**Activity list**
[A] In the passage on miscarriage probabilities, what value of P(X ≥ 6) results from incorrectly assuming that Tong et al. is modelling P(X = x)?
[B] Extend the passage on interpreting miscarriage probabilities, beginning after its final sentence.
(Extract provided)
How much of a difference does the preposition make? The probability of miscarriage occurring at or after 6 weeks is equal to the probability of miscarriage at six weeks, plus the probability that miscarriage didn't occur at 6 weeks and instead occurred at 7 weeks, etc. Mathematically, P(X ≥ 6) = P(X = 6) + P(X ≠ 6) × P(X = 7) + P(X ≠ 6) × P(X ≠ 7) × P(X = 8) .... If we incorrectly assume Tong et al  is modelling P(X = x), then we would calculate P(X ≥ 6) as 15.5%. While incorrect, it seems plausible. Since miscarriage drops rapidly from week to week the value of P(X ≥ x) is often close enough to P(X = x) that the either interpretation of the probability seems plausible, which can lead to one being easily mistaken for the other.
When reading these sections be sure to spend time with each of the figures and tables. Read their captions and re-read where they're discussed in the paper to be certain of what is being modelled.
(End Extract provided)
(Record excerpts)
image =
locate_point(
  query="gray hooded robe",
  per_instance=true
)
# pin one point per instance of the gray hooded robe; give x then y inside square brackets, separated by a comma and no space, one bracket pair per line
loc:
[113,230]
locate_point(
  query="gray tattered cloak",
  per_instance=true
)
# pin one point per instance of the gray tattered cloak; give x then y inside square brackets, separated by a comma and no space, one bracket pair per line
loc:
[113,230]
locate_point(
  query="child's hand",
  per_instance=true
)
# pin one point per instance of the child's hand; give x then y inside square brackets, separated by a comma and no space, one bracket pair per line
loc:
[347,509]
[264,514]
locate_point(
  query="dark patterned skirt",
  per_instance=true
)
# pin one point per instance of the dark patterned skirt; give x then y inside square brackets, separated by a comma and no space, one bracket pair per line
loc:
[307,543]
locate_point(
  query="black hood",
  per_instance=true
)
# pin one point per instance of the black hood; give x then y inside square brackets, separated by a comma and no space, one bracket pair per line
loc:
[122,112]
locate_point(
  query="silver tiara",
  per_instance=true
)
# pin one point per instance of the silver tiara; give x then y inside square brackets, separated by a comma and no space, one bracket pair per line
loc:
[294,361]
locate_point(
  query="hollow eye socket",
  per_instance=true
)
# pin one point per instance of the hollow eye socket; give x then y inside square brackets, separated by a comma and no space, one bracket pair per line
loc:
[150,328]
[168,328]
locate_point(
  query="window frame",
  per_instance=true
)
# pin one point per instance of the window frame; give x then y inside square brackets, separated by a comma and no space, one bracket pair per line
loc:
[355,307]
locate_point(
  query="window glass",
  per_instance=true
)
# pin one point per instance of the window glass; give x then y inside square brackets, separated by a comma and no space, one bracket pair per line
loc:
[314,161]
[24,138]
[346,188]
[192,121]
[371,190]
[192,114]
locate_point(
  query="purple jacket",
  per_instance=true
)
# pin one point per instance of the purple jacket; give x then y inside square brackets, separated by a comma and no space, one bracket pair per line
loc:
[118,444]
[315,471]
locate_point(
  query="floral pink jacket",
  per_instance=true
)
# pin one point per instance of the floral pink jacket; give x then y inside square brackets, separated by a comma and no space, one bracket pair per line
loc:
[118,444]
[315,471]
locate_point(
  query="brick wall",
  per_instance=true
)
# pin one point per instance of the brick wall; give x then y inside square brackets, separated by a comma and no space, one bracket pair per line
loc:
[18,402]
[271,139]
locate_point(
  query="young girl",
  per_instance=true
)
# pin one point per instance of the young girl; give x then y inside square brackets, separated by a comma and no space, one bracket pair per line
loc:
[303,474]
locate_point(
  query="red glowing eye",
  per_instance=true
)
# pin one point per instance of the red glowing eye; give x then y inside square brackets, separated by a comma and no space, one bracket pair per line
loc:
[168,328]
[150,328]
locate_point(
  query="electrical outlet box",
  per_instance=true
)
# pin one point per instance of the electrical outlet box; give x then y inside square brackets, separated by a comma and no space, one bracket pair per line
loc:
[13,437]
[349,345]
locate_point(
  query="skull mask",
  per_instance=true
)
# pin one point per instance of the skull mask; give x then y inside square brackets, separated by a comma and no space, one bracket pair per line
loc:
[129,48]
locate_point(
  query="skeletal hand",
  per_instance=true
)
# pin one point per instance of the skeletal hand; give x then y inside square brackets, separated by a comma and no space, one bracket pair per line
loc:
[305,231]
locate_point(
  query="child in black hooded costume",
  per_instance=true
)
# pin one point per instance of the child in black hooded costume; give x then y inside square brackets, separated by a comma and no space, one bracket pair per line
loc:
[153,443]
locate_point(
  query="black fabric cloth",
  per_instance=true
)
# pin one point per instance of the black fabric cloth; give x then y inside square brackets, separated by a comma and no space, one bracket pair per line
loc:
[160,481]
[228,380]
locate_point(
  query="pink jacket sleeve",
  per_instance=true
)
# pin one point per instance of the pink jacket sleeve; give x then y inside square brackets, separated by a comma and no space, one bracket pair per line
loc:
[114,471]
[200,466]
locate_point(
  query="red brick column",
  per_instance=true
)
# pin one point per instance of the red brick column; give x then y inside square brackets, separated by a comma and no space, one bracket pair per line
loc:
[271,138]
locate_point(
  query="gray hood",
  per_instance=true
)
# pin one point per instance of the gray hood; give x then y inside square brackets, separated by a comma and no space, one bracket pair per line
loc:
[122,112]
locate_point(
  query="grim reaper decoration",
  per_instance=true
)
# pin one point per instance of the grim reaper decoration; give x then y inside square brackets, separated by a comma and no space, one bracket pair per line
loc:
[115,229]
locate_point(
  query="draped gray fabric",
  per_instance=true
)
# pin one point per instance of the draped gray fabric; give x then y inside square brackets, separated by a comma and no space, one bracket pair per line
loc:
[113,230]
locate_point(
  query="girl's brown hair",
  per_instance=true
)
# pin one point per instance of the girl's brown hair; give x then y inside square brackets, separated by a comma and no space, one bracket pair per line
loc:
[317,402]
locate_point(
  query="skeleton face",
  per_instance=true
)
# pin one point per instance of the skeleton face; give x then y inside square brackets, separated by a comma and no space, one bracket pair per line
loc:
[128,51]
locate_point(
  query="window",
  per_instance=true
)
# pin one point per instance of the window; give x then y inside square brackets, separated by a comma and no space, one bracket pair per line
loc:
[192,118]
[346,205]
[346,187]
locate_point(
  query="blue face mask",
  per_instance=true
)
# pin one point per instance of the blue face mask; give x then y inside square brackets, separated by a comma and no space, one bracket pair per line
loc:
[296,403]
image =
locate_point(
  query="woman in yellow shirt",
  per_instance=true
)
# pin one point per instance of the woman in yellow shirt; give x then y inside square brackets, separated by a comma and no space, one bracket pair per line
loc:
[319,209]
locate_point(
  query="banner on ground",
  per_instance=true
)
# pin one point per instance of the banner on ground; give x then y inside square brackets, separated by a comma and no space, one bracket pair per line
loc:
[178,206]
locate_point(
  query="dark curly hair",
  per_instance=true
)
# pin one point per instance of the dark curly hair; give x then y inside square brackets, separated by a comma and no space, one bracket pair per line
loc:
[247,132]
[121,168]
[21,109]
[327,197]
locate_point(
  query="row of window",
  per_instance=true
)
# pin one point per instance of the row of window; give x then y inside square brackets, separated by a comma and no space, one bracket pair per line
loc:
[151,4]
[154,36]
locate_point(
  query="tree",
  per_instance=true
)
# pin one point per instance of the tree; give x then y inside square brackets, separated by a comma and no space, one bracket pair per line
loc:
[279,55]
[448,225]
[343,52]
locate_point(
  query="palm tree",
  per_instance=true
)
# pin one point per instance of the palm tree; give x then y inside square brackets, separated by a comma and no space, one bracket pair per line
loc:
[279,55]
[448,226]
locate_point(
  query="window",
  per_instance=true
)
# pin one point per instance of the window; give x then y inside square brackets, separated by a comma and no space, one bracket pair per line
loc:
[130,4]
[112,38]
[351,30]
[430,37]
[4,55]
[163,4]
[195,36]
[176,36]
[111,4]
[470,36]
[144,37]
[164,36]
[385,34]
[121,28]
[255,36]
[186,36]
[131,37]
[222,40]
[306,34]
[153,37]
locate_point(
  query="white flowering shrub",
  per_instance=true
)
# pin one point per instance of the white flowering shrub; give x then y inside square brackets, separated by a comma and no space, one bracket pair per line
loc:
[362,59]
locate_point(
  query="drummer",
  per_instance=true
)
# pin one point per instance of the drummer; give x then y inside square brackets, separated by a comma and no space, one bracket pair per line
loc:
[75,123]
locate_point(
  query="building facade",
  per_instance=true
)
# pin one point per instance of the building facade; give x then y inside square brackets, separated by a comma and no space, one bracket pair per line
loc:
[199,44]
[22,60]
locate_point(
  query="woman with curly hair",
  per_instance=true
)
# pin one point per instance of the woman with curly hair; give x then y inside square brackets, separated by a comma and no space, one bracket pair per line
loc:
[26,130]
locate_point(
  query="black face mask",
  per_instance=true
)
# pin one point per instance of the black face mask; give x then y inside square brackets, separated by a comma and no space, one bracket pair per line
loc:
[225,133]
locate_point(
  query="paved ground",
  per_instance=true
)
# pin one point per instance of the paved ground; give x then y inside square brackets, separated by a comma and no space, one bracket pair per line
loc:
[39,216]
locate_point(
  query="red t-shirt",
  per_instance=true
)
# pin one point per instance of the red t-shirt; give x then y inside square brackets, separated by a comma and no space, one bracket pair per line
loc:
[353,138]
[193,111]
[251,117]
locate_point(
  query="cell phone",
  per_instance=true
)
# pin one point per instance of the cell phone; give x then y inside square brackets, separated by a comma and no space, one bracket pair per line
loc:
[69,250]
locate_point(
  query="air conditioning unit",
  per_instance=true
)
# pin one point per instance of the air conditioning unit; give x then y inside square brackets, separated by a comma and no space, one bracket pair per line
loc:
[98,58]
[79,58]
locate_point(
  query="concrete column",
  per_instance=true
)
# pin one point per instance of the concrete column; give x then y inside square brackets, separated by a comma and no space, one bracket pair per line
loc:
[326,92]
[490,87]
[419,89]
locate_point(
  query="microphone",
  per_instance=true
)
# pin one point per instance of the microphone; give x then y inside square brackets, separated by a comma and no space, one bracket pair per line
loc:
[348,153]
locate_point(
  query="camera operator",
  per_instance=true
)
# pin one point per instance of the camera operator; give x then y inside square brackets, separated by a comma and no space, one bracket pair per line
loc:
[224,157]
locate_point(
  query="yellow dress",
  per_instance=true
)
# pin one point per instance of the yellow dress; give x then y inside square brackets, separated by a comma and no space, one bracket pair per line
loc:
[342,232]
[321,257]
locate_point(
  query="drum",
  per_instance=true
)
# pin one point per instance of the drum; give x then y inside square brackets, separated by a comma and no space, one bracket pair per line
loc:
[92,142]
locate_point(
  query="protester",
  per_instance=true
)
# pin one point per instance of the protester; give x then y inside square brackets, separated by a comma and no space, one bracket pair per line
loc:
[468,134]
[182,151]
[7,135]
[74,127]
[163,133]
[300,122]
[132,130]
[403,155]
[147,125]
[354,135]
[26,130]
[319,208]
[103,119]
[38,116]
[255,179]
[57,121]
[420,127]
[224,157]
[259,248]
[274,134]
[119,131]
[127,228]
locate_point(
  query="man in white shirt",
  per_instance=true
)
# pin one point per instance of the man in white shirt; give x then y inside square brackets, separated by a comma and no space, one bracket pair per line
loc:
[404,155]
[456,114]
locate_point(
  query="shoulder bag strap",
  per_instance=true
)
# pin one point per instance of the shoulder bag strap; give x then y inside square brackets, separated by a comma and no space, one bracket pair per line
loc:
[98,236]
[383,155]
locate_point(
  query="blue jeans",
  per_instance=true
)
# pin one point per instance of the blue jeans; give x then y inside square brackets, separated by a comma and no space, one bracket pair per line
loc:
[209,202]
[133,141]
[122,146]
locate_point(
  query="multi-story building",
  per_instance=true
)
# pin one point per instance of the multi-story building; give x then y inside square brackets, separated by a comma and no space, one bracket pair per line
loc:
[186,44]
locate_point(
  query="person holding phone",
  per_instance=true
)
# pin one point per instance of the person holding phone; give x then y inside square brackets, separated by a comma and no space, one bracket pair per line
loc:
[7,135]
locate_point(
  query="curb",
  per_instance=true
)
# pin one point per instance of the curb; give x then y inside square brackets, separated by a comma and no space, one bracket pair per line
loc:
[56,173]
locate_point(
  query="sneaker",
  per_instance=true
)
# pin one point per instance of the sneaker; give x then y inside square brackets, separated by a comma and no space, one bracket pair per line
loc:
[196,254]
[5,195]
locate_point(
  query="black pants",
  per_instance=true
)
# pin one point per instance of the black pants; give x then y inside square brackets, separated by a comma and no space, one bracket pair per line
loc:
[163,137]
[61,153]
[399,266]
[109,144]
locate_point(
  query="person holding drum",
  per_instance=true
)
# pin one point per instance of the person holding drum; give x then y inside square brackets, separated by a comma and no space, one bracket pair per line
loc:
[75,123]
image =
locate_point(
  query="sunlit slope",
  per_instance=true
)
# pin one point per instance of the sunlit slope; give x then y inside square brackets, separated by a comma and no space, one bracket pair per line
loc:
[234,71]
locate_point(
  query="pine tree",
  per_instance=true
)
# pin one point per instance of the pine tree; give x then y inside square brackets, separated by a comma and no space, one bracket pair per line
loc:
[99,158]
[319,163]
(End Record excerpts)
**Task-by-task answers**
[A] 15.5%

[B]
In my work here at data·yze I've come across a number of authoritative looking, and sometimes prominent sites that have gotten the statistics wrong. Often their facts go unattributed, or attributed to the wrong source. For example, there's a pervasive belief that some 70-75%5 of pregnancies end in miscarriage. Online I've seen this statistic attributed to Wilcox et al  and, yet Wilcox et al actually found just 31% of the pregnancies in their study resulted in miscarriage.
One explanation for the 75% is that the sites are including instances where a fertilized egg did not implant. For example Chard  estimated that 30% of embryos failed to implant, and that 70% of conceptions did not result in a live birth. That might seem overly pedantic to distinguish between conceptions and implantated pregnancies, but conception and pregnancy are no more interchangeable than P(X = x) and P(X ≥ x). If we're not careful in defining our terms that 70% of conceptions gets translated to 70% of implantated pregnancies, which is them sometimes assumed to mean 70% of pregnancies confrimed by a home pregnancy test. That could lead to an already nervous woman with a positive pregnancy test to think her chance of miscarriage is 70% when in reality it is much lower.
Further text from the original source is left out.